Direction >> Set down, in full, every record in the block.

========================================================================

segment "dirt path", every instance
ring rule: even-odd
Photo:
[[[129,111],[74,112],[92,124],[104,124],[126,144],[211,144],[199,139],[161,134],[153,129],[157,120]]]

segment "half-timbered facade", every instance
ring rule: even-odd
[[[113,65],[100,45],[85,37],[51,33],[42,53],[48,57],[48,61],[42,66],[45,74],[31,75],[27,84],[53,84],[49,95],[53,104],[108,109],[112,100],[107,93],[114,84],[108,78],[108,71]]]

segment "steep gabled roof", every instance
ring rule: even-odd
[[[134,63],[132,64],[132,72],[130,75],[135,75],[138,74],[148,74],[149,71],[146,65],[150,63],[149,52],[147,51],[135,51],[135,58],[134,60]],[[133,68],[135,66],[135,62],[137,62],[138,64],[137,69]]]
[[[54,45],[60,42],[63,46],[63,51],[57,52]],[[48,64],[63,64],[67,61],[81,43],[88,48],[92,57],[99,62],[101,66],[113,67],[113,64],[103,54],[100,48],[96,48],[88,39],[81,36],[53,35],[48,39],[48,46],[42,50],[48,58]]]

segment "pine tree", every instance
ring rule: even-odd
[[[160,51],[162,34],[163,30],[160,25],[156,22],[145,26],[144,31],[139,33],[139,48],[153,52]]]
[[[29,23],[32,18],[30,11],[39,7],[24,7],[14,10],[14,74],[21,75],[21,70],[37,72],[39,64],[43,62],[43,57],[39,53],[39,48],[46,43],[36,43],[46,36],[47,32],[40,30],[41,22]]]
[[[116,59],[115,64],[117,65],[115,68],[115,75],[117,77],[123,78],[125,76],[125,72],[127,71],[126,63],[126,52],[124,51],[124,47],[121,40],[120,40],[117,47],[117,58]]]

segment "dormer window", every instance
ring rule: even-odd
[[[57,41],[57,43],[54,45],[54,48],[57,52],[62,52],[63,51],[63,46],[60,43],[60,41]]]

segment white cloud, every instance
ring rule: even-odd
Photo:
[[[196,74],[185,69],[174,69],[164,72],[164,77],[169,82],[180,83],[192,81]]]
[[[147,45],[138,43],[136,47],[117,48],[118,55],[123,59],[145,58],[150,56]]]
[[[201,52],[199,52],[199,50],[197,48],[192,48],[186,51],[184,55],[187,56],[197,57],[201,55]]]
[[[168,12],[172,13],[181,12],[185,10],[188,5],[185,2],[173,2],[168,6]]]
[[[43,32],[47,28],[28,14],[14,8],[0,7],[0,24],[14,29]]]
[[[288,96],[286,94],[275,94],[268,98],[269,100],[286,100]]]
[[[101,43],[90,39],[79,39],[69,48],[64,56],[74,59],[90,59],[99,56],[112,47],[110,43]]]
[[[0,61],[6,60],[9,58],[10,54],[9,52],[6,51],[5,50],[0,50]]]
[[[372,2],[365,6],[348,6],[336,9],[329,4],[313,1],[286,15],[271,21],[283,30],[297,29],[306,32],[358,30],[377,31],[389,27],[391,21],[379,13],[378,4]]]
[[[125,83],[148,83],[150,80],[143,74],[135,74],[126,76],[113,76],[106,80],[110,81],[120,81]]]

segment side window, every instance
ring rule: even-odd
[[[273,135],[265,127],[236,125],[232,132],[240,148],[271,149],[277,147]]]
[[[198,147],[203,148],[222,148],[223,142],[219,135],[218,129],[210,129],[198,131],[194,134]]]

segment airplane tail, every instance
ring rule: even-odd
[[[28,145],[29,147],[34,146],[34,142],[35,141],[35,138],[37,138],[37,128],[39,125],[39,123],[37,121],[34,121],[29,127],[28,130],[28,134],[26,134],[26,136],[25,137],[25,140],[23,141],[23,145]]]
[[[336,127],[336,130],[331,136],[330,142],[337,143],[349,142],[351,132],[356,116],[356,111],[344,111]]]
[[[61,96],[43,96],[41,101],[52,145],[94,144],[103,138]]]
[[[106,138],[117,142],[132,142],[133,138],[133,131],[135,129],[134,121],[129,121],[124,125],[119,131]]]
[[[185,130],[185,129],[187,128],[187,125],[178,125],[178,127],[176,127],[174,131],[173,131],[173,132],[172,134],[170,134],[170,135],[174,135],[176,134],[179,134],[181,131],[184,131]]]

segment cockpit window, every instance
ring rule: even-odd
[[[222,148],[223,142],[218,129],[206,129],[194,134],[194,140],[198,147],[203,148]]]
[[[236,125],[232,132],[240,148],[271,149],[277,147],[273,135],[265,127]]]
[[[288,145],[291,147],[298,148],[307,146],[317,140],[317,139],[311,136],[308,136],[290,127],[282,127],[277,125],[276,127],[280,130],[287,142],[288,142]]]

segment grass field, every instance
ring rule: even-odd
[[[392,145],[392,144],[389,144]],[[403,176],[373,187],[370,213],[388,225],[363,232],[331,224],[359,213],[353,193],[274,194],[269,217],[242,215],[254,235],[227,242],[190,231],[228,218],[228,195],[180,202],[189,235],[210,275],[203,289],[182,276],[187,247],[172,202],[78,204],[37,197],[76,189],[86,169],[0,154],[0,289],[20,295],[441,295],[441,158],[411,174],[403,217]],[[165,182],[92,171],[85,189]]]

========================================================================

Reply to the task >>
segment "dirt path", every instance
ring rule: even-odd
Photo:
[[[129,111],[74,112],[92,124],[104,124],[126,144],[211,144],[199,139],[161,134],[153,129],[157,120]]]

segment "half-timbered facade", every instance
ring rule: even-odd
[[[113,65],[100,45],[85,37],[51,33],[42,53],[48,57],[48,61],[42,66],[45,74],[31,75],[27,84],[53,84],[49,95],[53,104],[108,109],[112,100],[107,93],[114,84],[108,78],[108,71]]]

segment "steep gabled roof", every instance
ring rule: even-odd
[[[134,63],[132,64],[132,72],[130,75],[135,75],[138,74],[148,74],[149,71],[146,65],[150,63],[149,52],[147,51],[135,51],[135,58],[134,60]],[[133,68],[135,66],[135,62],[137,62],[138,64],[137,69]]]
[[[54,45],[60,42],[63,46],[63,51],[57,52]],[[48,64],[63,64],[67,61],[81,43],[88,48],[92,57],[99,62],[101,66],[113,67],[113,64],[103,54],[100,48],[96,48],[88,39],[81,36],[53,35],[48,39],[48,46],[42,50],[48,58]]]

segment "pine tree", every instance
ring rule: even-odd
[[[160,51],[162,34],[163,30],[160,25],[156,22],[145,26],[144,31],[139,33],[139,48],[153,52]]]
[[[29,23],[32,18],[30,11],[39,7],[24,7],[14,10],[14,74],[21,75],[21,70],[37,72],[39,64],[43,62],[43,57],[39,53],[39,48],[46,43],[36,43],[46,36],[47,32],[40,30],[41,22]]]
[[[116,59],[115,64],[117,65],[115,68],[115,75],[117,77],[123,78],[125,76],[125,72],[127,71],[126,63],[126,52],[124,51],[124,47],[121,40],[120,40],[117,47],[117,58]]]

segment "dormer window", every instance
ring rule: even-odd
[[[57,41],[57,43],[54,45],[54,48],[57,52],[62,52],[63,51],[63,46],[60,43],[60,41]]]

segment white cloud, every instance
ring rule: even-odd
Photo:
[[[196,74],[185,69],[174,69],[164,72],[164,77],[169,82],[180,83],[192,81]]]
[[[147,45],[138,43],[136,47],[117,48],[118,55],[123,59],[145,58],[150,56]]]
[[[201,52],[199,52],[199,50],[197,48],[192,48],[186,51],[184,55],[187,56],[197,57],[201,55]]]
[[[168,12],[172,13],[181,12],[185,10],[188,5],[185,2],[173,2],[168,6]]]
[[[43,32],[47,28],[28,14],[14,8],[0,7],[0,24],[14,29]]]
[[[288,96],[286,94],[275,94],[268,98],[269,100],[286,100]]]
[[[101,43],[90,39],[79,39],[69,48],[64,56],[74,59],[90,59],[99,56],[112,47],[110,43]]]
[[[0,61],[6,60],[9,58],[10,54],[9,52],[6,51],[5,50],[0,50]]]
[[[372,2],[365,6],[348,6],[336,9],[329,4],[313,1],[286,15],[271,21],[283,30],[297,29],[306,32],[358,30],[377,31],[389,27],[391,21],[379,13],[378,4]]]
[[[125,83],[148,83],[150,80],[143,74],[135,74],[126,76],[113,76],[106,80],[110,81],[120,81]]]

segment side window, every instance
ring rule: even-odd
[[[273,135],[265,127],[236,125],[232,132],[240,148],[271,149],[277,147]]]
[[[198,147],[203,148],[222,148],[223,142],[219,135],[218,129],[210,129],[198,131],[194,134]]]

segment airplane tail, every instance
ring rule: even-odd
[[[28,145],[29,147],[34,146],[34,142],[35,141],[35,138],[37,138],[37,128],[39,125],[39,123],[37,121],[34,121],[29,127],[28,130],[28,134],[26,134],[26,136],[25,137],[25,140],[23,141],[23,145]]]
[[[336,127],[336,130],[331,136],[330,142],[337,143],[349,142],[351,132],[356,116],[356,111],[344,111]]]
[[[61,96],[43,96],[41,101],[52,145],[94,144],[103,138]]]
[[[106,138],[117,142],[132,142],[133,138],[133,131],[135,129],[134,121],[129,121],[124,125],[119,131]]]
[[[185,130],[185,129],[187,128],[187,125],[178,125],[178,127],[176,127],[174,131],[173,131],[173,132],[172,134],[170,134],[170,135],[174,135],[176,134],[179,134],[181,131],[184,131]]]

segment cockpit window, every instance
ring rule: even-odd
[[[222,148],[223,142],[218,129],[206,129],[194,134],[194,140],[198,147],[203,148]]]
[[[236,125],[232,132],[240,148],[271,149],[277,147],[273,135],[265,127]]]
[[[288,145],[291,147],[298,148],[307,146],[317,140],[317,139],[311,136],[308,136],[290,127],[282,127],[277,125],[276,127],[280,130],[287,142],[288,142]]]

segment grass field, every instance
ring rule: even-odd
[[[392,145],[392,144],[389,144]],[[403,176],[373,187],[370,213],[388,225],[363,232],[331,224],[359,213],[353,193],[274,194],[269,217],[242,215],[254,235],[227,242],[190,231],[228,218],[228,195],[180,202],[189,235],[210,275],[203,289],[182,276],[187,247],[172,202],[78,204],[37,197],[76,189],[86,169],[0,154],[0,289],[20,295],[441,295],[441,158],[411,174],[403,217]],[[165,182],[92,171],[85,189]]]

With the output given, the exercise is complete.